Глава эта подчеркнуто выведена за пределы общего хронотопа романа, и это, очевидно, важно для автора: партия в безик, разыгрываемая Александром и Елизаветой, дает возможность набросать – пусть и пунктиром – историческую перспективу эпохи. Грандиозные события и прославленные фигуры показаны здесь через призму личностного восприятия этих персонажей – актеров на исторической арене и одновременно слабых, страдающих, закомплексованных людей.
Автор уверенно набрасывает картину болезненных, на грани нервного срыва, отношений супругов, партнеров по не слишком счастливому династическому браку. И это – на широком психоэротическом фоне. Романы и увлечения высшего европейского бомонда среди бурь и катаклизмов наполеоновской эпохи. Марьяжи, мезальянсы, адюльтеры… Адам Чарторижский, Платон Зубов, Охотников… Императрица Жозефина, королева Гортензия, королева Луиза… Донжуанские списки супругов, увенчиваемые констатацией кровосмесительного влечения Александра к его сестре Екатерине…
Тут самое время задаться – точнее, предвосхитить чей-то вопрос: а не слишком ли обильную дань отдает автор описаниям и рассуждениям на «вольные» темы? Это и эротические эпизоды с участием Пушкина и Воронцовой или Сергея Львовича и красавицы Алены. Это и многие фрагменты «вставной главы», и пространные рассуждения Александра Раевского о мужской и женской анатомии, и его же похвальба размерами собственного члена, и несколько уязвленная пушкинская рефлексия на этот счет…
Кого-то явный интерес Голлера к сексуальной сфере может шокировать (впрочем, в наше-то время?). Я же уверен, что автором здесь руководит не стремление к «оживляжу», а вполне законное и плодотворное для исторического романиста желание обозначить формы и границы эротического дискурса в изображаемую эпоху, иначе говоря: проследить и показать, о чем и как, какими словами принято было говорить на интимные темы в разных общественных кругах и в разных ситуациях. И почти всегда Голлер при этих рискованных эскападах удерживается в рамках вкуса и такта.

[Данные для привязки референциальных выражений]
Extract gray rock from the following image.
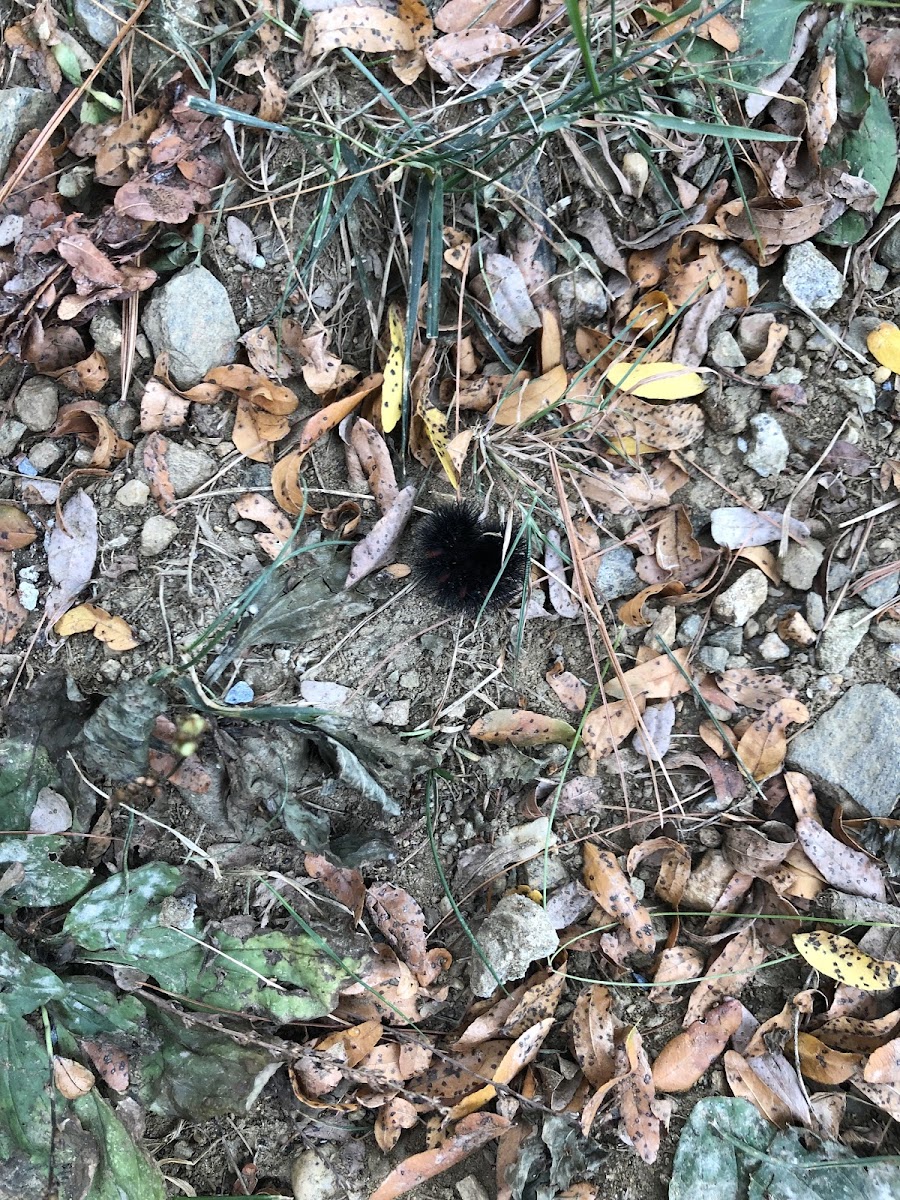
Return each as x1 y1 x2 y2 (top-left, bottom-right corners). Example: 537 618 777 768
676 612 703 646
709 329 746 371
0 416 28 458
787 683 900 817
697 646 731 673
738 312 775 359
140 515 178 558
90 305 122 359
784 241 844 314
0 88 56 178
781 538 824 590
806 592 824 632
859 571 900 608
745 413 791 479
290 1148 347 1200
713 566 769 625
13 376 59 433
73 0 128 46
469 895 559 997
816 607 872 674
167 442 218 499
594 546 643 600
553 266 608 326
834 376 876 413
760 634 791 662
115 479 150 509
28 439 62 475
144 266 240 388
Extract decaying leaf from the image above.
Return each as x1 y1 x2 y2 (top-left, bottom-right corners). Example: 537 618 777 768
584 841 656 954
793 929 900 991
469 708 576 746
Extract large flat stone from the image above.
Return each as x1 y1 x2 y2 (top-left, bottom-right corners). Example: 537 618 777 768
787 683 900 817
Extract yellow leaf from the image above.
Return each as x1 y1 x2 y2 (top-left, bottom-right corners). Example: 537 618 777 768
53 604 102 637
606 362 707 400
422 408 460 488
382 305 405 436
793 929 900 991
865 320 900 372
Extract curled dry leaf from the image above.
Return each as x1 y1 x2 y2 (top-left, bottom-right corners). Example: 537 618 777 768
206 365 298 462
44 350 109 396
0 500 37 553
648 946 703 1004
140 379 191 433
736 696 809 782
653 1000 743 1092
581 689 646 760
797 816 886 900
797 1033 864 1087
350 416 398 512
544 660 588 713
50 400 134 468
617 1026 660 1163
344 485 415 588
469 708 576 746
53 1054 94 1100
793 929 900 993
425 26 518 82
446 1016 553 1121
0 550 28 646
493 366 569 425
683 926 766 1027
53 604 138 653
370 1112 511 1200
584 841 656 954
144 432 175 514
304 854 366 924
304 5 415 58
44 490 98 624
606 646 691 701
234 492 292 560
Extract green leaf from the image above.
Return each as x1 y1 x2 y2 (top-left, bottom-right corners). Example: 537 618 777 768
138 1012 281 1121
50 42 82 88
816 86 898 246
0 934 66 1020
62 863 361 1021
668 1097 775 1200
71 1088 166 1200
632 112 797 142
0 738 92 912
0 1016 50 1161
732 0 809 84
188 932 362 1021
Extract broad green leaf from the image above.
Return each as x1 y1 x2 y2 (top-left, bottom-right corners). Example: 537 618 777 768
0 934 66 1020
732 0 809 87
138 1012 281 1121
816 86 898 246
0 738 92 912
0 1016 50 1161
71 1088 167 1200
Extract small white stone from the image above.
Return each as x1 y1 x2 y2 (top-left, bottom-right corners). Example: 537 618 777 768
115 479 150 509
713 566 769 625
140 516 178 558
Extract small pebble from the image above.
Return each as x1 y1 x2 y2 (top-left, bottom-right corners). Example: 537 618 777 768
140 516 178 558
115 479 150 509
760 634 791 662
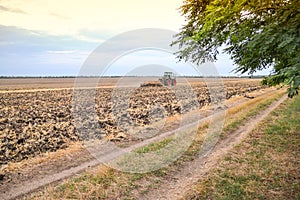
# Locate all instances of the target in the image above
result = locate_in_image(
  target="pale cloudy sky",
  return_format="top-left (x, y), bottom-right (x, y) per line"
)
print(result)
top-left (0, 0), bottom-right (266, 76)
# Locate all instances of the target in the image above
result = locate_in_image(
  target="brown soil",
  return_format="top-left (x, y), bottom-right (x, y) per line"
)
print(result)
top-left (137, 96), bottom-right (287, 200)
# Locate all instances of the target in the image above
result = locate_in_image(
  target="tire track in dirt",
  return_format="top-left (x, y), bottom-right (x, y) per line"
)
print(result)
top-left (0, 89), bottom-right (285, 200)
top-left (137, 95), bottom-right (287, 200)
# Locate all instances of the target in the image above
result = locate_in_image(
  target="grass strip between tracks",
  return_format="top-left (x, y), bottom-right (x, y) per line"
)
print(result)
top-left (28, 91), bottom-right (283, 199)
top-left (185, 96), bottom-right (300, 199)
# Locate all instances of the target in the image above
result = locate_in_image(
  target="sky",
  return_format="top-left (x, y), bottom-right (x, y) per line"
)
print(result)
top-left (0, 0), bottom-right (269, 76)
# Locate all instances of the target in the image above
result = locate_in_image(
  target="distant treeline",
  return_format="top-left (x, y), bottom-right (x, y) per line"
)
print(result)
top-left (0, 75), bottom-right (266, 79)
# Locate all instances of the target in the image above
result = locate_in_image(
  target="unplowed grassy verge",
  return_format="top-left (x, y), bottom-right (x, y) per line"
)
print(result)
top-left (28, 91), bottom-right (283, 199)
top-left (185, 96), bottom-right (300, 199)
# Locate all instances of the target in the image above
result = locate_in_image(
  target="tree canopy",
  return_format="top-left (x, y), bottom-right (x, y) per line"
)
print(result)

• **Задания к упражнению**:
1. Пожалуйста, перепишите часть исходного текста от «Глава эта подчеркнуто» до «страдающих, закомплексованных людей.», заменив «партия» на «игра».
2. Ответьте на вопросы по исходному тексту:
(a) В какую игру играют Александр и Елизавета?
(b) К кому, согласно исходному тексту, Александр испытывал кровосмесительное влечение?
(c) В каких рамках почти всегда удерживается Голлер при рискованных эскападах?

• **Ответы к упражнению**:
1.
Глава эта подчеркнуто выведена за пределы общего хронотопа романа, и это, очевидно, важно для автора: игра в безик, разыгрываемая Александром и Елизаветой, дает возможность набросать – пусть и пунктиром – историческую перспективу эпохи. Грандиозные события и прославленные фигуры показаны здесь через призму личностного восприятия этих персонажей – актеров на исторической арене и одновременно слабых, страдающих, закомплексованных людей.

2.
(a) В безик.
(b) К своей сестре Екатерине.
(c) В рамках вкуса и такта.